Aim of the exercise
Please count how many lines in the listing below contain the string "draw", treating uppercase and lowercase as different. Reply with the number only.

(Entries taken from a collection)
## BEGIN

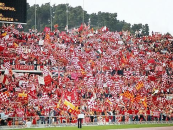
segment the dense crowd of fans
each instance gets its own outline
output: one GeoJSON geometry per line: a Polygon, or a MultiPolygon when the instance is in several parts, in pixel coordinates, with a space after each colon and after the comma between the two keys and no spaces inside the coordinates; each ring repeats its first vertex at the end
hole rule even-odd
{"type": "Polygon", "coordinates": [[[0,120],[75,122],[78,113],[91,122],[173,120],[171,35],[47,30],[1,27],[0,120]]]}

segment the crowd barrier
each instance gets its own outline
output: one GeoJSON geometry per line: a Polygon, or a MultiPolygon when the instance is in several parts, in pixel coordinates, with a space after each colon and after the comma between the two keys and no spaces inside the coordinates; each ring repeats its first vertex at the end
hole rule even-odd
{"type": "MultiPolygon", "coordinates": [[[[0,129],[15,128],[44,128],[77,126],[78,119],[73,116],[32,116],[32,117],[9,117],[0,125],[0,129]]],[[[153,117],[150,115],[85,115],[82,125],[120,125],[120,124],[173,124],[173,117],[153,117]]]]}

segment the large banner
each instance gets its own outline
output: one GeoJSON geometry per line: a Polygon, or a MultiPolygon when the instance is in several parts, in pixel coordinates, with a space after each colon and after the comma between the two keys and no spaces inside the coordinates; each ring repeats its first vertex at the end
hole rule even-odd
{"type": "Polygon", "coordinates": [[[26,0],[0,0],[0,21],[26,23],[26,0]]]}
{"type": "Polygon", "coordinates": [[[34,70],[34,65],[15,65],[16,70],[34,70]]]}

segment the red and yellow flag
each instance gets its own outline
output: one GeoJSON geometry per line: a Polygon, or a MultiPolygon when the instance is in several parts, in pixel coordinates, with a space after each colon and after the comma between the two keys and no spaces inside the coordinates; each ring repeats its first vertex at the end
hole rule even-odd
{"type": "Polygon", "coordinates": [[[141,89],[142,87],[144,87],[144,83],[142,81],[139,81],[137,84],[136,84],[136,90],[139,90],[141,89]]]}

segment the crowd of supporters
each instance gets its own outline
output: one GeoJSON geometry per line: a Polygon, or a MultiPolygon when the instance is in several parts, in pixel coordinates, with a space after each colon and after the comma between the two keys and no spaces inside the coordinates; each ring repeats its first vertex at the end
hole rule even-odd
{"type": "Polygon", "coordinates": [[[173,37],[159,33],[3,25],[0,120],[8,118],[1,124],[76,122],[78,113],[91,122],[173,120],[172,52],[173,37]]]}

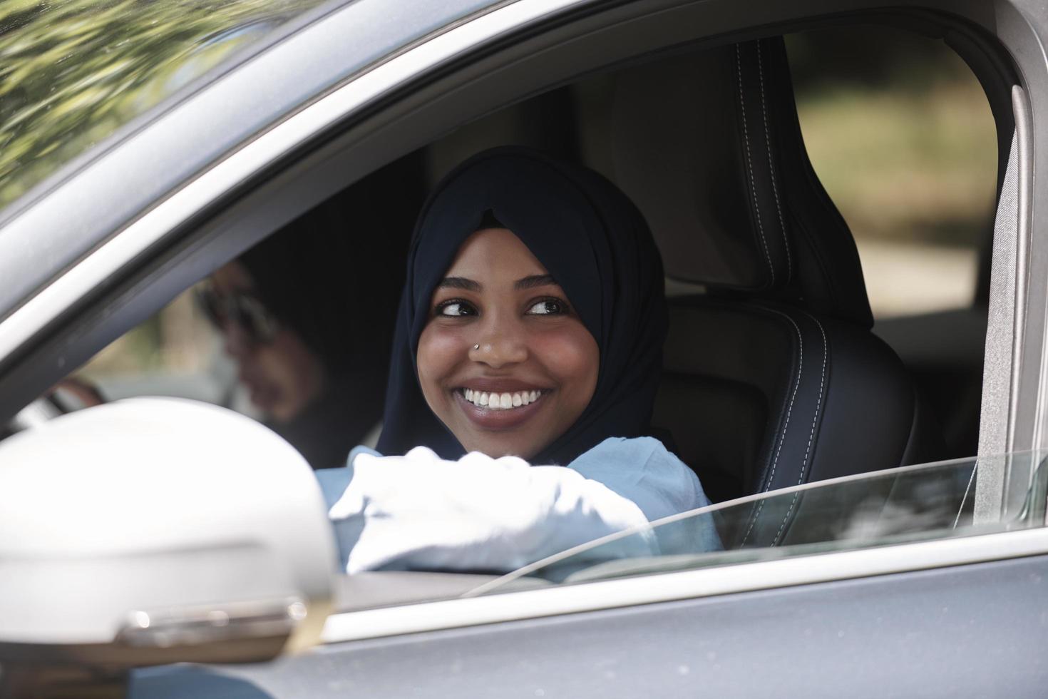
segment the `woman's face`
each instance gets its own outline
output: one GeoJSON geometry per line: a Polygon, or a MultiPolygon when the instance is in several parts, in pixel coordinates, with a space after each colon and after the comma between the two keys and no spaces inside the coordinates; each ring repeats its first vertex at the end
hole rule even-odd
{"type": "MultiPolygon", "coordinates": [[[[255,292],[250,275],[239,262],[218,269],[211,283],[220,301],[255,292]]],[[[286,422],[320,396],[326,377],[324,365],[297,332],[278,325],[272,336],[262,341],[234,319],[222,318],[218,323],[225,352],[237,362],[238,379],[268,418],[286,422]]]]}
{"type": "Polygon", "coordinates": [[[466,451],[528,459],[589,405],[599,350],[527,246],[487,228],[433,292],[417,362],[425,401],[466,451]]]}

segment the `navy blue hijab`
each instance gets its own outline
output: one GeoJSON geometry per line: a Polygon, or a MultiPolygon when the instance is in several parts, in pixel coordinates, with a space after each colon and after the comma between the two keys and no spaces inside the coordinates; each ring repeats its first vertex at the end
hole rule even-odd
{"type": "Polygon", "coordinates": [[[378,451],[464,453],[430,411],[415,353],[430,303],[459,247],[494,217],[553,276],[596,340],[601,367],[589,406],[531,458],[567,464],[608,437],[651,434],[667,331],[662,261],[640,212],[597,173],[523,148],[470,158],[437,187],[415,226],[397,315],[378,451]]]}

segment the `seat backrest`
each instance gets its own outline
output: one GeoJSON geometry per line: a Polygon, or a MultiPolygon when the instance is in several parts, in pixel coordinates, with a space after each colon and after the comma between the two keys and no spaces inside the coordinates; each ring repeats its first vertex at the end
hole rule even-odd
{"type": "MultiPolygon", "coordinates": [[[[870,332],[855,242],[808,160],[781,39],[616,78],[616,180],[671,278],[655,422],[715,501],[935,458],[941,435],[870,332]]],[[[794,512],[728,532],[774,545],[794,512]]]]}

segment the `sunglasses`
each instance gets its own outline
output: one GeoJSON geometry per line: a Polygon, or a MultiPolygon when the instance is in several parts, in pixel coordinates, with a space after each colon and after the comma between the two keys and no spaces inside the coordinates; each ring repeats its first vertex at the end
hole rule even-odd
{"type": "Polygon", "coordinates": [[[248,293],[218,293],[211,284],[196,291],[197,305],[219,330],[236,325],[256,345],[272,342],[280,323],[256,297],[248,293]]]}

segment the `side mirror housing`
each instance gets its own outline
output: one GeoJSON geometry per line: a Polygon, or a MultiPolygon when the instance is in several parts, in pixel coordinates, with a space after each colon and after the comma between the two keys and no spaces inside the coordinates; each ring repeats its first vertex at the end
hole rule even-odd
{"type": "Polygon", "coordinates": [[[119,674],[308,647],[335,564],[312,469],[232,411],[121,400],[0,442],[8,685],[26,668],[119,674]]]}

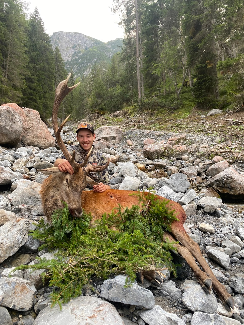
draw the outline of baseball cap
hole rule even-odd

## END
## BEGIN

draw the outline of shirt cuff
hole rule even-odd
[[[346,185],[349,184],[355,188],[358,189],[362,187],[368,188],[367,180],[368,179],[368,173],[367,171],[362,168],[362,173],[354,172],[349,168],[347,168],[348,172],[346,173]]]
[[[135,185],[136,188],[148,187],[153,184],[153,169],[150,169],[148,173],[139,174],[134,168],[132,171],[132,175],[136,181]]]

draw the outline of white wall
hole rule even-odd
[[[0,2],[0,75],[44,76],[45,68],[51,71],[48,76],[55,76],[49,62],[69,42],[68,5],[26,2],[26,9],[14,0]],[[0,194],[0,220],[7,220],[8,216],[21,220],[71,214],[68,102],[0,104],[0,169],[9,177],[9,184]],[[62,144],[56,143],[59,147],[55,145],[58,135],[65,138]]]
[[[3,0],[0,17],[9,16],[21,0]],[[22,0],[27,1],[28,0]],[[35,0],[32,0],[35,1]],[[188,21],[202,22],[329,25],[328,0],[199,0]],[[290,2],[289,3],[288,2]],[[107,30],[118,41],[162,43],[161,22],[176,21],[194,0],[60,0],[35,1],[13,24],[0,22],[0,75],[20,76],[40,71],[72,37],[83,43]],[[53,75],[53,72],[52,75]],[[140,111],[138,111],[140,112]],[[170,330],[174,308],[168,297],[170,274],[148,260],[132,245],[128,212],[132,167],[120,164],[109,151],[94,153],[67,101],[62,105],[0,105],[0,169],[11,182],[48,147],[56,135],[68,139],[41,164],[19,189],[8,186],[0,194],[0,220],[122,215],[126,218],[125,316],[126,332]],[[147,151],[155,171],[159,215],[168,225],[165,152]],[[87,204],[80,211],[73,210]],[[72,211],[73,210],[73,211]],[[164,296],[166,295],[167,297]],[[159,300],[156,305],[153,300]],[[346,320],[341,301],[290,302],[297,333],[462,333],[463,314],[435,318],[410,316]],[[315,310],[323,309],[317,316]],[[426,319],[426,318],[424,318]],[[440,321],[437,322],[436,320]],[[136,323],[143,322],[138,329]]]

## END

Reply to the exercise
3